TEXT PASSAGE>
↓↓↓

Governor Elect Dan Malloy is certainly facing some tough challenges as he starts his new administration. He inherits a pretty sizeable budget deficit, a state roiling in a sluggish economy that is perceived by many to be “non-business friendly”, and very high unemployment, particularly in our region of Connecticut. 

   Our hope is that he will manage the challenges, listen to all sides, make tough but fair decisions, and lead us to a better result. It won’t be easy. It never is. 

   My hope is that he looks at several key areas that could represent a positive way to move us in the right direction. One area in particular deals with downtowns and their potential for development. Preservation of our historic building stock for mixed use development has real merit. It could alleviate many challenges particularly with housing, jobs, cost of vacant buildings, blight, and lost tax revenues. Earlier in this year, I published an account of the importance of preservation and what it means to a local community. I would like to refer back to that to emphasize my point.

   “Most of the developed countries in the world have a major historic preservation component in their stimulus packages. Why? Jobs, job training, local impact, labor intensity, long term investment, etc.”

   Preserve America and the HPTAG (Historic Preservation Technical Assistance Grant) program fund numerous historic preservation initiatives throughout the state and historic preservation creates jobs (something our state desperately needs at this time), brings vacant buildings back on the tax rolls and adds value and vitality to adjacent buildings and neighborhoods. For every one million dollars spent in manufacturing 23.9 jobs are created, for new construction it’s 30.6 jobs and for the rehabilitation of historic buildings its 35.4 jobs. Historic buildings and places attract heritage tourists who stay longer and spend more money per day than other types of tourists.

   How does this affect Waterbury? Downtown Waterbury currently has building facades under improvement in the context of historic preservation. One building has already been fully converted to a mixed-use development and the next building, Apothecaries Hall, is now underway. This means and will continue to mean more jobs, primarily local jobs, and an economic benefit to the local community as these vacant buildings become economically viable once again. These projects cannot be done without the benefit of programs such as Preserve America and the HPTAG program. This is an area that could benefit the State in so many ways. Let’s hope Gov. Malloy sees it that way as well.

↑↑↑

EXERCISE A> Convert the lines of the listing, from the line with "point: smiling woman" to the line with "column 431, row 328", into a JSON list of strings with one string per line and no blank lines.
The commentary on historic preservation and the listing that follows it have no connection to each other.

SUPPLIED RECORDS>

↓↓↓

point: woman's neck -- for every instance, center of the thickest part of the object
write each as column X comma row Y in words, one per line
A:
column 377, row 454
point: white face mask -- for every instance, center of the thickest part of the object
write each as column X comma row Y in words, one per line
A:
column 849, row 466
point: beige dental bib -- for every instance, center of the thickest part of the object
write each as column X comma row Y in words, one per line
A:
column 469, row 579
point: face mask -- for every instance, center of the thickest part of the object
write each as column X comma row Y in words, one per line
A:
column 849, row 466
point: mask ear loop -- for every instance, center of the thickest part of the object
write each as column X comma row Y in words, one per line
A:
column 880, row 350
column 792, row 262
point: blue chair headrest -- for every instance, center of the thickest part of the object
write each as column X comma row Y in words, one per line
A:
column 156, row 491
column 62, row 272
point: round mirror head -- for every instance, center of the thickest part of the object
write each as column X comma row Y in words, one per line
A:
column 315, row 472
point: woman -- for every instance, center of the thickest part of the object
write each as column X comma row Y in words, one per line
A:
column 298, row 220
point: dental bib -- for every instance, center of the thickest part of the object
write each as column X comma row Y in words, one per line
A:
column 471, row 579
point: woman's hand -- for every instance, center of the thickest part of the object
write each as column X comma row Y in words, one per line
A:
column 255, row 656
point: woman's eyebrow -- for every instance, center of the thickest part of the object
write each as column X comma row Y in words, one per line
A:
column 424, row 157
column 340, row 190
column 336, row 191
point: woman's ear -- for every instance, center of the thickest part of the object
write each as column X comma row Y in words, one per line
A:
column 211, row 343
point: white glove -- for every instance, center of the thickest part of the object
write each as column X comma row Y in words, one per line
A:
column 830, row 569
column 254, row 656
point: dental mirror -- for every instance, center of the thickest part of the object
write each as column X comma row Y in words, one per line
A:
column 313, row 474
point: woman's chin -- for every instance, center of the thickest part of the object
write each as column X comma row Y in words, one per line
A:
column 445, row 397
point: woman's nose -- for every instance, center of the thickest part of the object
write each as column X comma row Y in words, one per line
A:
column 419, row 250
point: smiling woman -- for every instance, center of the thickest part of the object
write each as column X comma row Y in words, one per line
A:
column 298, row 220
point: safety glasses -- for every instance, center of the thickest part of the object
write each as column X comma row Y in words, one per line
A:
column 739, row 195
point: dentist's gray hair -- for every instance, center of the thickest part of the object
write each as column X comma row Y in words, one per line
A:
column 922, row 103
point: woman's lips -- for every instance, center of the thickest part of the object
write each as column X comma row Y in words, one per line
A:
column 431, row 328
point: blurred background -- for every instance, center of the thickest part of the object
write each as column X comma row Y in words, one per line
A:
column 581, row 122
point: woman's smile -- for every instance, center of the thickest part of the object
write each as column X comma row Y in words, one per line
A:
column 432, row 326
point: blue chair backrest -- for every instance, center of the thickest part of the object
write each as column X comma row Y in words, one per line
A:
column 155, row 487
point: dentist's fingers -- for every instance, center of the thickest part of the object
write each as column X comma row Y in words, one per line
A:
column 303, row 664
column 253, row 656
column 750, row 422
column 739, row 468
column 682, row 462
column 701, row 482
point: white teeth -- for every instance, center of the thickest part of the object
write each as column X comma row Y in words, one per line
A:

↑↑↑

EXERCISE B> Reproduce the commentary on historic preservation word for word, in full.

FINAL RESULT A>
[
  "point: smiling woman -- for every instance, center of the thickest part of the object",
  "write each as column X comma row Y in words, one per line",
  "A:",
  "column 298, row 220",
  "point: safety glasses -- for every instance, center of the thickest part of the object",
  "write each as column X comma row Y in words, one per line",
  "A:",
  "column 739, row 195",
  "point: dentist's gray hair -- for every instance, center of the thickest part of the object",
  "write each as column X comma row Y in words, one per line",
  "A:",
  "column 922, row 103",
  "point: woman's lips -- for every instance, center of the thickest part of the object",
  "write each as column X comma row Y in words, one per line",
  "A:",
  "column 431, row 328"
]

FINAL RESULT B>
Governor Elect Dan Malloy is certainly facing some tough challenges as he starts his new administration. He inherits a pretty sizeable budget deficit, a state roiling in a sluggish economy that is perceived by many to be “non-business friendly”, and very high unemployment, particularly in our region of Connecticut. 

   Our hope is that he will manage the challenges, listen to all sides, make tough but fair decisions, and lead us to a better result. It won’t be easy. It never is. 

   My hope is that he looks at several key areas that could represent a positive way to move us in the right direction. One area in particular deals with downtowns and their potential for development. Preservation of our historic building stock for mixed use development has real merit. It could alleviate many challenges particularly with housing, jobs, cost of vacant buildings, blight, and lost tax revenues. Earlier in this year, I published an account of the importance of preservation and what it means to a local community. I would like to refer back to that to emphasize my point.

   “Most of the developed countries in the world have a major historic preservation component in their stimulus packages. Why? Jobs, job training, local impact, labor intensity, long term investment, etc.”

   Preserve America and the HPTAG (Historic Preservation Technical Assistance Grant) program fund numerous historic preservation initiatives throughout the state and historic preservation creates jobs (something our state desperately needs at this time), brings vacant buildings back on the tax rolls and adds value and vitality to adjacent buildings and neighborhoods. For every one million dollars spent in manufacturing 23.9 jobs are created, for new construction it’s 30.6 jobs and for the rehabilitation of historic buildings its 35.4 jobs. Historic buildings and places attract heritage tourists who stay longer and spend more money per day than other types of tourists.

   How does this affect Waterbury? Downtown Waterbury currently has building facades under improvement in the context of historic preservation. One building has already been fully converted to a mixed-use development and the next building, Apothecaries Hall, is now underway. This means and will continue to mean more jobs, primarily local jobs, and an economic benefit to the local community as these vacant buildings become economically viable once again. These projects cannot be done without the benefit of programs such as Preserve America and the HPTAG program. This is an area that could benefit the State in so many ways. Let’s hope Gov. Malloy sees it that way as well.